__PROBLEM REQUIREMENTS__:
Write out the data below exactly as given, without any of its pictures.

BEGIN DATASET RECORDS

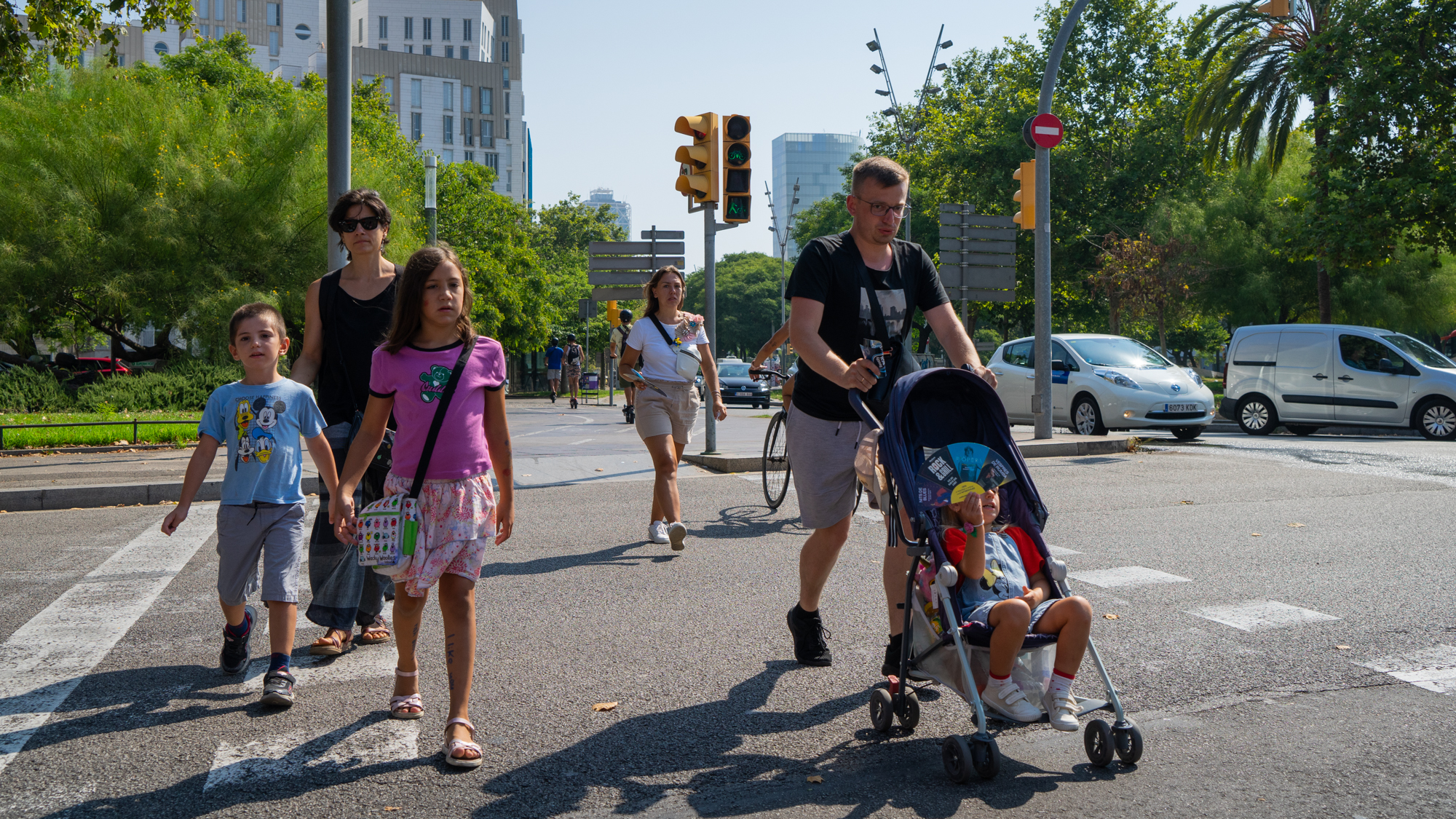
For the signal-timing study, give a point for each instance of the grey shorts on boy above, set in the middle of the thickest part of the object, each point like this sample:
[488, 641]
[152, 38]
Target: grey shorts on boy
[274, 531]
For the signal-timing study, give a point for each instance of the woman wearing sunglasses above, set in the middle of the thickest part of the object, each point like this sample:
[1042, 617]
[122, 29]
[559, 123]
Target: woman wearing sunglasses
[347, 315]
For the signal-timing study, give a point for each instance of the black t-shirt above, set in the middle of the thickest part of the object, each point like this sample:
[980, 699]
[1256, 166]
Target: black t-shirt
[829, 272]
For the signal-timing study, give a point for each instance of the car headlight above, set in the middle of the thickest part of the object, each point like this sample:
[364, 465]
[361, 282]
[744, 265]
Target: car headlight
[1117, 378]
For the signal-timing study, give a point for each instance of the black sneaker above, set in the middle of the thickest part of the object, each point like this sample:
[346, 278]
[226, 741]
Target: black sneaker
[279, 688]
[235, 649]
[809, 637]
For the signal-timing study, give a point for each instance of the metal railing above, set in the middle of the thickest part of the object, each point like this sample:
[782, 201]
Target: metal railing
[133, 424]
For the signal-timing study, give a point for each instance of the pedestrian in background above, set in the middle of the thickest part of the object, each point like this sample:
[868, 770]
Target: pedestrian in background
[668, 403]
[554, 355]
[461, 512]
[576, 357]
[347, 315]
[620, 337]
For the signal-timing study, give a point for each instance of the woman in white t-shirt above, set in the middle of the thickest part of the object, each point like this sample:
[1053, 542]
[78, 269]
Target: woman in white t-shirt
[668, 400]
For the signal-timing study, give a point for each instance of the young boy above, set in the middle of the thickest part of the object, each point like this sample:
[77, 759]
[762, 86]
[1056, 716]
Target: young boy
[261, 419]
[1004, 586]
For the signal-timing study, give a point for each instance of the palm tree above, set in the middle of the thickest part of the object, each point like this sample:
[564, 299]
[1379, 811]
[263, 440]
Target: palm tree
[1249, 98]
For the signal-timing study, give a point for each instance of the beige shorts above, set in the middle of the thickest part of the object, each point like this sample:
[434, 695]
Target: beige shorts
[673, 414]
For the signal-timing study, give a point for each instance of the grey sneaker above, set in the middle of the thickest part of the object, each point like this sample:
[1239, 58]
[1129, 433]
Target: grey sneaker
[235, 649]
[279, 688]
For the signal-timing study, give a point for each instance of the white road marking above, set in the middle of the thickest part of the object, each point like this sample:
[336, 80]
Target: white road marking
[1433, 669]
[366, 662]
[47, 657]
[1128, 576]
[289, 755]
[1257, 615]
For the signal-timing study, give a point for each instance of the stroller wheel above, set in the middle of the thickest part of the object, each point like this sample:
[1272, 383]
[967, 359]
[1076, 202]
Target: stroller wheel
[882, 710]
[1099, 740]
[1129, 743]
[911, 711]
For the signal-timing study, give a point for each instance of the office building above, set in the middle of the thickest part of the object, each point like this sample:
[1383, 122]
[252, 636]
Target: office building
[621, 210]
[452, 68]
[815, 161]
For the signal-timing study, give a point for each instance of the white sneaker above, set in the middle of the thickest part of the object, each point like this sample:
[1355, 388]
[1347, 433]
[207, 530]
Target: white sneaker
[1010, 701]
[1062, 711]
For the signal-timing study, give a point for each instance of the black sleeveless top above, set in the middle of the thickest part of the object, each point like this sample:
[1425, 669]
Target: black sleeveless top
[353, 328]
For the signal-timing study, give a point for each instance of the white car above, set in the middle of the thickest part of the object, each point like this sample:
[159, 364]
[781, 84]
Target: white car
[1104, 382]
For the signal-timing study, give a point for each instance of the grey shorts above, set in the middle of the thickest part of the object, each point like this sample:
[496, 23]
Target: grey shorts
[274, 531]
[822, 456]
[673, 414]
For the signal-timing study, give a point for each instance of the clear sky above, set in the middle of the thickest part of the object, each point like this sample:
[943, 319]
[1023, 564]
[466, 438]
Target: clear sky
[605, 84]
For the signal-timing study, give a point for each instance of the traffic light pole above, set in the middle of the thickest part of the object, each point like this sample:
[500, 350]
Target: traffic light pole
[711, 229]
[1042, 401]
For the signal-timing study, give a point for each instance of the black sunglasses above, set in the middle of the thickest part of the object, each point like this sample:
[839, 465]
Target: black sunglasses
[368, 223]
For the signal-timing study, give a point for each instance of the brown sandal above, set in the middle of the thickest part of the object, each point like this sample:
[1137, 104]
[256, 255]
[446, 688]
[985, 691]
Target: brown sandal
[330, 646]
[376, 631]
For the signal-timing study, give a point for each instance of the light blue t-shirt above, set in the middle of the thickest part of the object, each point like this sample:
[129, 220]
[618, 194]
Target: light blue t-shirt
[261, 426]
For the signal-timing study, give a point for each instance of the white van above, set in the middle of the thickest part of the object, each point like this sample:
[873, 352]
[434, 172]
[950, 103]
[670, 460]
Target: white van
[1305, 376]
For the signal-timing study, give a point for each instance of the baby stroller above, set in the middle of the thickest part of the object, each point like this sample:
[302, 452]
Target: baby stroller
[930, 410]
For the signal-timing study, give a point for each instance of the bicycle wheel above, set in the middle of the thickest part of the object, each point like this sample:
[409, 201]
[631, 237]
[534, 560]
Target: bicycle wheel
[777, 461]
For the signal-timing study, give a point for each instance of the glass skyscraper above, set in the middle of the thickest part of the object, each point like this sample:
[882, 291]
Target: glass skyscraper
[816, 162]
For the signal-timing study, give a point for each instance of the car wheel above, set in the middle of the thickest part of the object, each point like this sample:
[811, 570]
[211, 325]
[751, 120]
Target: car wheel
[1087, 419]
[1436, 420]
[1257, 417]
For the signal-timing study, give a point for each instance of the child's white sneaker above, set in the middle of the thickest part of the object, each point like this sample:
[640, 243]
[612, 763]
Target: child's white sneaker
[1008, 700]
[1062, 710]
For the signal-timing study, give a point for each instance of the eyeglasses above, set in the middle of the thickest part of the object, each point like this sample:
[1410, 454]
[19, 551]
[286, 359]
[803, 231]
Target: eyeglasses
[368, 223]
[880, 209]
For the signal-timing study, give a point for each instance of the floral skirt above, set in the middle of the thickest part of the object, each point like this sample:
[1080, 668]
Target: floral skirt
[459, 525]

END DATASET RECORDS

__REPLY TO THE EXERCISE__:
For the signal-timing study, give a point for each instance of the grey shorts on boy above, set in the middle of the thickest part of the object, each point like this sample:
[488, 641]
[152, 38]
Target: grey shorts on boy
[274, 531]
For the signal-timing study, give a point for each instance of the woman wearing sunglasses above, set in the middle of the thickest part of the object, each point like this sample:
[1042, 617]
[122, 29]
[559, 123]
Target: woman wearing sunglasses
[347, 315]
For the signal-timing study, give a point for each instance of the black t-shirt above, set in the middle of the thickest part of the object, each point like this sample:
[980, 699]
[1256, 166]
Target: black t-shirt
[829, 272]
For the signal-timing study, give a point for each instance of the car headlight above, set in the middle of the thickest part of the object, each point like this sample:
[364, 465]
[361, 282]
[744, 265]
Target: car headlight
[1117, 378]
For the signal-timing study, give a point for each instance of the black sneaker above, set in the middle of the thickest part of the object, each point like this sample:
[346, 278]
[226, 741]
Target: black sneaker
[279, 688]
[235, 649]
[809, 637]
For the signal-timing study, give a point for each instance of the metal railing above, set in the middle of the thickest part of the object, each point like this sample:
[782, 201]
Target: metal railing
[133, 424]
For the signal-timing study, give a point for each instance of the pedestrian in background above, set in the middle of the thickest part of the object, each point like this sample:
[868, 770]
Target: pedestrian in background
[668, 403]
[554, 355]
[461, 512]
[576, 357]
[347, 315]
[620, 337]
For the signal-timing study, give a point for each instance of the woman in white t-shirt above, set in the middle of the thickest part of the object, each point like this sample:
[1053, 542]
[78, 269]
Target: woman in white t-shirt
[668, 400]
For the signal-timing study, give a point for each instance of the young boy above, set in the middle of the thickest part of the object, each point like this sample:
[77, 759]
[762, 86]
[1056, 716]
Target: young boy
[261, 419]
[1004, 586]
For the signal-timing study, give a point for each instance of the palm tree above, set in the middle of the thickest part of the object, each point like this sample:
[564, 299]
[1379, 811]
[263, 440]
Target: palm tree
[1249, 98]
For the signal-timing study, give a point for each instance of the beige shorts above, set in the middle of the thickest part of the object, each point like this sample:
[434, 695]
Target: beige shorts
[673, 414]
For the signal-timing study, give a point for each instance of the grey sneaker above, set in the middle of the thickest part of the object, each point like this sample:
[1239, 58]
[1129, 433]
Target: grey sneaker
[235, 649]
[279, 688]
For the signal-timing study, give a point for each instance of the white road marking above, set in the middle of the thickest part of the object, each point like this sample:
[336, 80]
Target: white road marking
[1433, 669]
[366, 662]
[47, 657]
[1128, 576]
[289, 755]
[1257, 615]
For the signal-timing study, give a point for each instance of the stroller wheel above, set in the middle of the thickest part of the object, each point like this sample:
[1272, 383]
[967, 359]
[1076, 202]
Target: stroller wheel
[882, 710]
[1099, 740]
[1129, 743]
[911, 711]
For the signal-timing study, give a point for each instance of the office building above, set in the middle of the thickest part of the object, each point like this sample:
[1383, 122]
[252, 636]
Target: office building
[621, 210]
[452, 68]
[815, 161]
For the signal-timing study, give a point for each instance of the white sneaker above, set in the middle of the thickest part of the object, each point like this sample:
[1355, 388]
[1347, 433]
[207, 530]
Target: white sneaker
[1010, 701]
[1062, 711]
For the signal-timing study, give a point for each instance of the black sleeveless top above, set in the middle of the thickest part of the object, each point like this sample:
[1425, 669]
Target: black sleeveless top
[353, 328]
For the signal-timing study, give a point for each instance of the white car above, set in the middle of the thickest part of the object, each point like this sample:
[159, 364]
[781, 84]
Target: white car
[1104, 382]
For the signal-timing study, give a point for each instance of the grey shorts above, set in the middle of the thickest part of the object, each point like this sample:
[496, 23]
Target: grey shorts
[274, 531]
[822, 456]
[673, 414]
For the signal-timing study, give a point for each instance of the clear sky above, set in the middle of the thickest part of the object, each point like this sample:
[943, 319]
[1023, 564]
[466, 438]
Target: clear sky
[605, 84]
For the signal-timing study, give a point for each instance of the traffic light pole above, set in the middle of the thickest part of the object, each point like this sample:
[500, 350]
Target: traffic light pole
[711, 229]
[1042, 401]
For the signal-timing study, give a point for each instance of the black sunglasses above, set in the middle of the thickest part of the object, each point like this sample:
[839, 465]
Target: black sunglasses
[368, 223]
For the signal-timing study, give a point for each instance of the brown sandal above, set in the middle of the thickest part of the object, each point like this sample:
[1137, 104]
[256, 255]
[446, 688]
[985, 691]
Target: brown sandal
[330, 646]
[376, 631]
For the signal-timing study, give a point for each instance of the light blue t-shirt above, set in the middle of the thickest part of the object, each point like this sample:
[129, 220]
[618, 194]
Target: light blue t-shirt
[261, 426]
For the signal-timing study, give a point for each instance of the white van above, set in the middle of the thickest part of the object, each point like this sample:
[873, 352]
[434, 172]
[950, 103]
[670, 460]
Target: white van
[1305, 376]
For the signal-timing study, give a point for each instance of the baby stroller above, set in the middle of the thickest part of the object, each point like this sample:
[302, 452]
Target: baby stroller
[930, 410]
For the signal-timing study, give a point for each instance of the bicycle wheel above, set in the middle of the thickest part of the object, each point like this sample:
[409, 201]
[631, 237]
[534, 560]
Target: bicycle wheel
[777, 461]
For the signal-timing study, give a point for each instance of the glass skyscraper above, set in the middle of the thickest part of the object, each point like this sample:
[882, 291]
Target: glass skyscraper
[816, 162]
For the signal-timing study, give a point for each instance of the car wheel above, set in the middle of the thickest part of the object, each point like this sample:
[811, 570]
[211, 325]
[751, 120]
Target: car wheel
[1087, 419]
[1436, 420]
[1257, 417]
For the signal-timing study, give a point for each instance of the child's white sneaker above, set in the middle of the thickest part of the object, each point like this sample:
[640, 243]
[612, 763]
Target: child's white sneaker
[1008, 700]
[1062, 710]
For the signal-timing study, give a point for each instance of the eyeglasses above, set in the middle of the thickest part of the object, each point like this sample:
[1410, 454]
[19, 551]
[286, 359]
[803, 231]
Target: eyeglasses
[368, 223]
[880, 209]
For the signal-timing study, give a point for each instance of the floral skirt above, set in the middle of the thickest part of the object, each point like this sample:
[1080, 668]
Target: floral skirt
[459, 525]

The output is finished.